WHAT IS REQUIRED:
Rewrite the lines below, substituting "gray" for "white" and keeping everything else identical. Omit the pictures from the output.

EXERCISE MATERIAL:
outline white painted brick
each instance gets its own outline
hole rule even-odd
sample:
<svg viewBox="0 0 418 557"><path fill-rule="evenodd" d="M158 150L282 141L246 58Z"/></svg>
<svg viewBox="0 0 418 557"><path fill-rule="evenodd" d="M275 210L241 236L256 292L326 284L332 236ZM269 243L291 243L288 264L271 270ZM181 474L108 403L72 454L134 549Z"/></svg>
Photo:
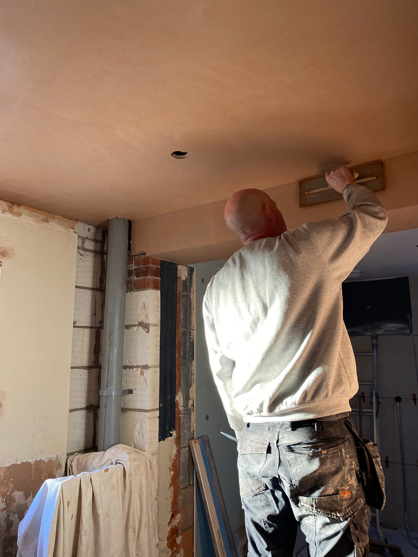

RESULT OF THIS TASK:
outline gray painted brick
each instance gets its own outline
hole rule even-odd
sample:
<svg viewBox="0 0 418 557"><path fill-rule="evenodd" d="M158 150L282 141L246 58Z"/></svg>
<svg viewBox="0 0 418 557"><path fill-rule="evenodd" d="M275 210L241 236L256 292L326 284L332 236ZM269 243L291 243L288 264L271 270ZM181 474L108 403L72 454L134 549Z"/></svg>
Photo:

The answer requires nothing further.